## Поставленная задача A:
Ответьте на вопросы по фрагменту о восприятии времени в Африке и пометьте ответы так же, как вопросы.
(i) К какому часу автор обычно ждал друзей и знакомых, которых приглашал в гости на семь вечера?
(ii) Чем были вызваны мятежи в Бурунди?
(iii) На какие отрезки соплеменники Франсуа Эвембе отказываются рассекать время?
## Поставленная задача B:
Передайте содержание фрагмента о восприятии времени в Африке в двух предложениях.

## Выбранный фрагмент:

______________________________

Африканцы не мелочатся, секундами, минутами, часами пренебрегают, ибо, основываясь на наблюдениях предков, время делят на отрезки разной длительности с расплывчатыми границами. Приглашая друзей и знакомых в гости на семь вечера, я обычно ждал их к девяти, зная, что у них свое время. А в том же тесном Лихтенштейне я торопился, опасаясь опоздать даже на минуту.
У африканцев для самооценки существует история, прошлое. В Африке укоренилась идея циклической повторяемости во времени. В Бурунди известны мятежи, вызванные тем, что царствование какого-либо монарха затягивалось. Повстанцы добивались того, чтобы новое имя-символ появилось на троне, у власти, дабы время двинулось дальше по своему историческому кругу.
А вот у кенийца Джона Мбити свое мнение. «Согласно традиционным понятиям, время — это двухразмерное явление, с долгим прошлым, настоящим и практически без будущего, — указывает ученый. — Линейное представление о времени с неопределенным прошлым, настоящим и бесконечным будущим, присущее европейской мысли, чуждо африканскому мышлению. Для африканца «нынешнее» время — это то, что существует, и то, что уже миновало. Оно движется «назад» скорее, чем «вперед», и люди задумываются не над будущим, а над тем, что происходило».
Подсказываемое извне изменение традиционных мер времени на практике для африканцев — да и для других народов мира — означает коренную ломку психологии, сложившегося народного мышления.
— В конечном счете время есть реальность, которая не ускользнет от внимания предков, — сказал мне Франсуа Эвембе. — Для нас прошлое — неясно, это не время.
Для его соплеменников человек рождается во времени и живет в нем с правом использовать его без злоупотреблений. По этой причине они отказываются рассекать его на часы, получасы или четверти часа и использовать его так, чтобы вечно не торопиться куда-то с бешеным неистовством. В их глазах время не кончается: оно — символическое отражение вечности, косвенное напоминание о ней.
У некоторых людей, вполне очевидно, такое отношение выливается в определенную беспечность, равнодушие, измеряемые к тому же нуждами и простыми условиями их материальной жизни. Среда и жизнь четко диктуют человеку свой ритм, свое время.

______________________________

## Предоставленные материалы:

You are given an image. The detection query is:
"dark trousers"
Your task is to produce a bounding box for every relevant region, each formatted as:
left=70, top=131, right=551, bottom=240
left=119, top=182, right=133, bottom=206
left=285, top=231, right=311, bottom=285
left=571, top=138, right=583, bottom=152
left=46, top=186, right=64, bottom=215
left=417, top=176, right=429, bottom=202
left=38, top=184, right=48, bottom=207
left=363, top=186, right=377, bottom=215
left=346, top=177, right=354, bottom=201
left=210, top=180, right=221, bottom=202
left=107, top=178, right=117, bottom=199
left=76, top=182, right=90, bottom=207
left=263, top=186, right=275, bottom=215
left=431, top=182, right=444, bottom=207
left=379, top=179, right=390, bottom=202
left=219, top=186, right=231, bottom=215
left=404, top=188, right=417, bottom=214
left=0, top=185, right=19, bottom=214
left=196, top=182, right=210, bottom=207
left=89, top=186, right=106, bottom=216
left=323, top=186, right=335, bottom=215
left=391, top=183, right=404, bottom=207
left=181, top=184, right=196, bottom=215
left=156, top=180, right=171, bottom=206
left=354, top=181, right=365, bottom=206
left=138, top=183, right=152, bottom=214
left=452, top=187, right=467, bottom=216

______________________________

## Результат выполнения A:
(i) К девяти.
(ii) Тем, что царствование какого-либо монарха затягивалось.
(iii) На часы, получасы или четверти часа.

## Результат выполнения B:
Африканцы пренебрегают секундами, минутами и часами и опираются на прошлое и идею циклической повторяемости, так что, по словам Джона Мбити, время для них движется скорее «назад», чем «вперед», практически без будущего. Навязываемое извне изменение традиционных мер времени означает коренную ломку народного мышления, а для соплеменников Франсуа Эвембе время не кончается и служит символическим отражением вечности.